PASSAGE SHOWN:
※
A forum for conversations about the concepts and contributions of Clifford Geertz to anthropology.

Members: 70
Latest Activity: Jan 3

Perspectives in Anthropology

New article on Geertz and Foucault.

http://perspectivesinanthropology.wordpress.com/2011/06/13/foucault-and-g…considerations/

Discussion Forum

Ethnography: The Stranger Effect and Gift Giving

Anyone who has conducted ethnographic research understands the importance of the participant-observer methodology. When gathering information, it is essential to have an informant that is able to…Continue

Started by Neil Turner Apr 24, 2014.

In what ways do you think Geertz’s work differs from the concept that observers must stand outside the cultures they are observing? 13 Replies

The concept of the interpretation of cultures in anthropology is associated with the work of Clifford Geertz during what has been termed the “interpretive” or “literary’ turn in contemporary…Continue

Started by Neil Turner. Last reply by Neil Turner Apr 19, 2010.

Is anthropology experiencing another crisis in representation?

Traditionally, the practice of anthropology required leaving one’s home country for long periods of time, learning a new language, immersing oneself deeply in another culture for the purpose of…Continue

Started by Neil Turner Dec 30, 2009.

Interpretative Anthropology - is it still a valid approach to cultural analysis?

For the better part of this week, I have been reading posts from many of the groups and discussions that attract my interests and have found many of the forums interesting and exciting. It is against…Continue

Started by Neil Turner Dec 5, 2009.

Comment Wall

Comment by Ranjan Lekhy on December 6, 2009 at 3:49am
Dear Neil, no theory is ever complete and no theory is wrong. I am seeing the 'thick description' is still usefull in research methodology.
※
PROVIDED DATA:
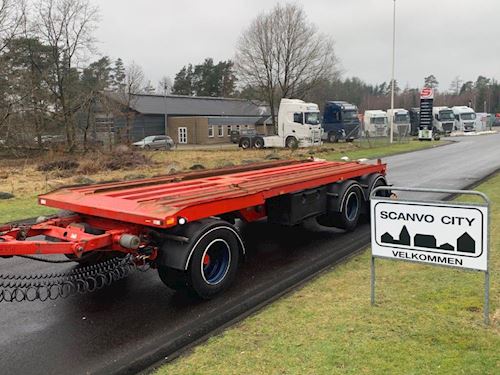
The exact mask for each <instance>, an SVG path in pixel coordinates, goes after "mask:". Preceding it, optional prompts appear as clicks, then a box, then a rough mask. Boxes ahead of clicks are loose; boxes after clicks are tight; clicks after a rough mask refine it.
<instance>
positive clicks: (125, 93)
mask: <svg viewBox="0 0 500 375" xmlns="http://www.w3.org/2000/svg"><path fill="white" fill-rule="evenodd" d="M144 81H145V78H144V72H143V70H142V68H141V67H140V66H139V65H138V64H136V63H135V62H132V63H131V64H130V65H128V66H127V67H126V69H125V84H124V85H123V86H122V89H121V91H120V92H119V96H120V101H121V103H123V105H124V107H125V113H124V115H125V134H126V141H127V142H128V143H130V142H131V130H132V125H133V122H134V117H135V112H134V111H133V109H132V107H133V106H134V104H135V102H136V100H137V98H136V96H135V95H136V94H141V93H143V91H144Z"/></svg>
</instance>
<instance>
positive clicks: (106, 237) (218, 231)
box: [0, 159, 387, 301]
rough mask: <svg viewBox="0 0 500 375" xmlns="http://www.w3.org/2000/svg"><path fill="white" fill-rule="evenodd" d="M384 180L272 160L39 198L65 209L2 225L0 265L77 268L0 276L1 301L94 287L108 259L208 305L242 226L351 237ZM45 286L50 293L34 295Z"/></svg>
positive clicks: (216, 293)
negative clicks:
※
DESCRIPTION OF THE TASK: In the Clifford Geertz forum page, how many members are listed?

EXPECTED OUTPUT: 70